Quoted passage:
● ● ● ● ● ● ●

Archive for July, 2004

Kevin’s Monkey of the Week

Tuesday, July 27th, 2004

feedmonkeyMy name is Kevin Shaughnessy and I love monkeys. My monkey of the week goes out to any primate who is a service monkey (it’s not what you think, I don’t love monkeys that much). Service monkeys are like seeing eye dogs, but can perform roughly 170 more life tasks than an average canine. These include dialing the telephone, making the bed, and assisting in the loading of a DVD or audio tape. They also provide love and friendship to their helpmates. I like to say, “A dog can roll over, but can he do backwards and forward somersaults, too?”

Most service monkeys are capuchin monkeys, which are slender bodied, arboreal animals. It is poetic justice that the capuchin monkey has finally realized it’s potential as a useful contributor to society, as it was the capuchin monkey that labored for so many years as a punch line next to carnival organ grinders. Of course, most any ape is smart enough to be a service monkey. In the early eighties, though, when monkeys were first being trained for assistive purposes, an incident occurred and it was decided that giving control of a silverback gorilla (and it’s ability to snap limbs) to disabled people who also generally suffer from bi-polar disorder and manic mood swings was not a good idea.

kevinquadIt makes me angry when these primate friends of ours are mistreated even today, as demonstrated in the recent news story about a two-year old in a supermarket who kept pulling on a monkey’s hair until he got bit. Yet, for some reason, it is not the two-year old who is threatened with being locked up. I trace the disrespect back to the 80’s horror movie Monkey Shines, which featured a service monkey trying to butcher his human companion with a scalpel. All the good that Project X had done, like teaching us that chimps could fly jet planes, was wiped out. I think it’s about time this country reexamines it’s attitude toward these special creatures. I don’t even need a service monkey, but sometimes I wish I was a quadriplegic just so I could have one. If I did have one, I would name him Frodo. My name is Kevin Shaughnessy and I love monkeys.

Amazon Movie Reviews

Monday, July 26th, 2004

Starship Troopers 2: Heroes of the Federation

This was awesome. It is not as good as my favorite movie, Jeepers Creepers 2, but is still pretty good. I loved it because it was like a combination of a bunch of other movies like these:

Starship Troopers 1 (more bugs for the Federation to kill)
The Hidden (new bugs that get inside you)
Aliens (space marines get trapped)
Species 1 and 2 (a Martian girl walks around naked)
Army of Darkness (a burning skeleton)
Braveheart (decapitations)
Gremlins (one of the creatures explodes in the microwave)
Deep Space Nine (I’m pretty sure it was shot on video)

Anyway, those are just a few. I would give this 10 stars, but for some reason this only goes halfway, so I gave it 5.

Godsend

This was a pretty cool movie starring Rebecca Romaine-Stamos from X-Men and Craig Kilborn. It is not as good as my favorite movie, Jeepers Creepers 2, but is still pretty good. If you like evil kid movies, like The Good Son, then you’ll like this. The best part is that the DVD has 4 different endings. Both times I saw it in the theater it had one ending and it was the same each time.

● ● ● ● ● ● ●

What you need to do:
**A.** Reproduce the part of the July 2004 blog archive between "This was awesome." and "get inside you)", inclusive, word for word.
**B.** Take the July 2004 blog archive further, starting right after its last sentence.
The lines are not needed.

Listing:
● ● ● ● ● ● ●

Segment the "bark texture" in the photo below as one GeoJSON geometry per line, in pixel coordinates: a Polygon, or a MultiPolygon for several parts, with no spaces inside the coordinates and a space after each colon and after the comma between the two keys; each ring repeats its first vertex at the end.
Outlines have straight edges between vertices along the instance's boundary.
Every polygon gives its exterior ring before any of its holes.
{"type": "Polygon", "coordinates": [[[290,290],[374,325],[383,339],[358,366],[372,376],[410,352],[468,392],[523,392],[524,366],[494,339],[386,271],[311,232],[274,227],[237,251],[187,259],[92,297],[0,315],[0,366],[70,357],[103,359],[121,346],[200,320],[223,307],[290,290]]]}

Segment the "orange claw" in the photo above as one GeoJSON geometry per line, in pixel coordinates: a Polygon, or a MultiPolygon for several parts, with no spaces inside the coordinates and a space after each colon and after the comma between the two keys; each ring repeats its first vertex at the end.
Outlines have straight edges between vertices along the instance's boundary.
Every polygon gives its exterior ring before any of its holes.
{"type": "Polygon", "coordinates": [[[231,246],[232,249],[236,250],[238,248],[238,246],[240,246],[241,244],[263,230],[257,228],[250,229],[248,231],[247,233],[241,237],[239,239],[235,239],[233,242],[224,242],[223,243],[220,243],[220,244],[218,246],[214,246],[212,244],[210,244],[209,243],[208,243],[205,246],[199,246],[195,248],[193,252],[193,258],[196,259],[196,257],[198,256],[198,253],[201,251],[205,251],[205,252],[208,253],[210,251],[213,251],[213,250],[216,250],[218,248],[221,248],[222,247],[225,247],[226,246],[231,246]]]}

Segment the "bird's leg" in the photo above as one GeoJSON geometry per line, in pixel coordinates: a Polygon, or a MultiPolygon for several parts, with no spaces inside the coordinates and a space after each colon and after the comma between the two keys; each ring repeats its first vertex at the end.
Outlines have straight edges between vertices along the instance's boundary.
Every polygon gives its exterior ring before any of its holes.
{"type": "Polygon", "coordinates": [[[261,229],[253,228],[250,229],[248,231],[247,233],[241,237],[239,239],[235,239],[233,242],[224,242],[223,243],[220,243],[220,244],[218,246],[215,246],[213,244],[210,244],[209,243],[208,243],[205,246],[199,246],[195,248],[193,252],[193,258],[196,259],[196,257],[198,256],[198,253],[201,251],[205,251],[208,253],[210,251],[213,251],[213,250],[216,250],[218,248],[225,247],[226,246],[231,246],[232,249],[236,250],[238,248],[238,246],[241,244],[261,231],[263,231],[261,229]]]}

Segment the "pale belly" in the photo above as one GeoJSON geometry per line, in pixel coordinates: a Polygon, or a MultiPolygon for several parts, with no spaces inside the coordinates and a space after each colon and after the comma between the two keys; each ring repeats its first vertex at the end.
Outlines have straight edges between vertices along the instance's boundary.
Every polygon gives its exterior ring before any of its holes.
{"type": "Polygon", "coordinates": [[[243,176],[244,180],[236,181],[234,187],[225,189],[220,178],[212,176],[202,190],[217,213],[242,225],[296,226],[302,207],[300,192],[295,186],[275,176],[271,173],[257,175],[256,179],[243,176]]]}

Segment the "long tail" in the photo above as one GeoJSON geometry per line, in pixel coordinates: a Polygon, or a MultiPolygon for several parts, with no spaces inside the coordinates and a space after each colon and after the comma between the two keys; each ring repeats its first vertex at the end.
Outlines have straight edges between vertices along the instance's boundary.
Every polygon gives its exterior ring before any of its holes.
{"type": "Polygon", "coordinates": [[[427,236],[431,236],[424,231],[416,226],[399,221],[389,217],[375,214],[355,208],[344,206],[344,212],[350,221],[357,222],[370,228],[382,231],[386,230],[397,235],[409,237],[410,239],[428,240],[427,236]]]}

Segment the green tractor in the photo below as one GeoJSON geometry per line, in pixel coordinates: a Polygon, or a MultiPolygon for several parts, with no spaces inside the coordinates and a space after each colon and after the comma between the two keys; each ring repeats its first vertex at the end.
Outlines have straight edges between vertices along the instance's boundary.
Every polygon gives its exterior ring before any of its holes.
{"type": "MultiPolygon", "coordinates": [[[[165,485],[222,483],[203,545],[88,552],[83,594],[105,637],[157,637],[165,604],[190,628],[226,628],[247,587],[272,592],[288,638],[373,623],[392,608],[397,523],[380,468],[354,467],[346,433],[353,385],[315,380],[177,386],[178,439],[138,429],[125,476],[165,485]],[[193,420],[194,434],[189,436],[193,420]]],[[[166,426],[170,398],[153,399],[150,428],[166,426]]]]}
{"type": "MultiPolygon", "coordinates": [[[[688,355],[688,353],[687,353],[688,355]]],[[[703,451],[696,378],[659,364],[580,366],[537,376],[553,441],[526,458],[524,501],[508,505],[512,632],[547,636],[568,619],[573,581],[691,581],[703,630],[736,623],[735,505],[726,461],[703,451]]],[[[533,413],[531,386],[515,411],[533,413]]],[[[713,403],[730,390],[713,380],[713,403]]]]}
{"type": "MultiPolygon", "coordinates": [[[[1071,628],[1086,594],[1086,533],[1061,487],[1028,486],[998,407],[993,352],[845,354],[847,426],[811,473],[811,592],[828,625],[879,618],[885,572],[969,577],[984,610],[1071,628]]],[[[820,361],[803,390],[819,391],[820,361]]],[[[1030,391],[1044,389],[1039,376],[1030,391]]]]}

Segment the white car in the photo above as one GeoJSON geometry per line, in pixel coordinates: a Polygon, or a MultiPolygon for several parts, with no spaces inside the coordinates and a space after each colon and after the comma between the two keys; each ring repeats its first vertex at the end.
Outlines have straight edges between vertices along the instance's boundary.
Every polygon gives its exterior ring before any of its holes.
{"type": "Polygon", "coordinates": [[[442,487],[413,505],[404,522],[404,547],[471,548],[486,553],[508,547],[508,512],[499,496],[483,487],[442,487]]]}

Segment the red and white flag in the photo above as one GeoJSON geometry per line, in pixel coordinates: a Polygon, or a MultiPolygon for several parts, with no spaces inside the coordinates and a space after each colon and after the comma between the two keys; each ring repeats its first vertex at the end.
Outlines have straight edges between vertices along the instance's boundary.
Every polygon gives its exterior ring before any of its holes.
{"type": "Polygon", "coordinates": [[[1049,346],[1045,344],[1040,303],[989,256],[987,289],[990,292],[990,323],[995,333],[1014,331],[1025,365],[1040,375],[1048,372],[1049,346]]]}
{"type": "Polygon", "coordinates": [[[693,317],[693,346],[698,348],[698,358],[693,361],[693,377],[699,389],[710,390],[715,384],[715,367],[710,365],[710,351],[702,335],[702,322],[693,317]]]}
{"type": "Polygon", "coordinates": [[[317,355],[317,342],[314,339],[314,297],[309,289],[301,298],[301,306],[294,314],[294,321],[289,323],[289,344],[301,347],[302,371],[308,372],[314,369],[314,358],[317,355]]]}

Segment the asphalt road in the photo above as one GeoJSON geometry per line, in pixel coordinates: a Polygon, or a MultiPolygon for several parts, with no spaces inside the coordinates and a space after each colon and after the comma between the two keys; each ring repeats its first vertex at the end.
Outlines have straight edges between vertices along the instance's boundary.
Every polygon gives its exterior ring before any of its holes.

● ● ● ● ● ● ●

Answers per task:
**A.**
This was awesome. It is not as good as my favorite movie, Jeepers Creepers 2, but is still pretty good. I loved it because it was like a combination of a bunch of other movies like these:

Starship Troopers 1 (more bugs for the Federation to kill)
The Hidden (new bugs that get inside you)

**B.**
Taking Lives

This was a good psychological crime thriller. It is not as good as my favorite movie, Jeepers Creepers 2, and not even as good as Cradle of Life, but Angelina Jolie is still very believable as an FBI criminal profiler. The best part is that you know who the serial killer is 10 minutes into the movie. Some people might say this makes it predictable, but when you know what the French cops can’t figure out, it makes you feel very smart. I don’t want to ruin the movie, but let’s just say its got a great ending. It’s even better than the new movie The Village when you finally find out that the whole thing is taking place in modern times.

The Magical Pants of Narnia

Friday, July 16th, 2004

I assume there are many good reasons why you might find yourself in a theatre watching the The Sisterhood of the Traveling Pants on a Saturday night. I hope to god this is one of them – you’ve had a very long week involving a stranded vehicle on the highway, an identity theft scare, and being fired from a job because a background check revealed an incident in college concerning two underage girls and a hot air balloon. If so, then I am very close to having a good reason. Still, who can blame me for wanting to see Rory Gilmore and Joan of Arcadia team up for what will hopefully be the first of many times on the big screen, besides the entire male heterosexual population?

Other than the fact it was being called a “breezy-fun and profound… take on girls growing into women,” I had no idea what is was about. After trailers for both the Chronicles of Narnia and the new Harry Potter before the movie, I figured they were targeting the same demographic as this film, and it would be a lighthearted fantasy epic. At the very least, I expected the “Sisterhood” to be a teenage group of sanitized new-age Wiccans casting spells on the lame jocks at their high school. I was wrong – there was no witchery at all. And while the movie did have a pair of “magic” pants, they were probably the worst pair of “magic” pants in the history of super-powered clothing. All they did was fit anybody who put them on. I actually own a pair of pants like this – they’re called spandex shorts and they feel great on a summer day!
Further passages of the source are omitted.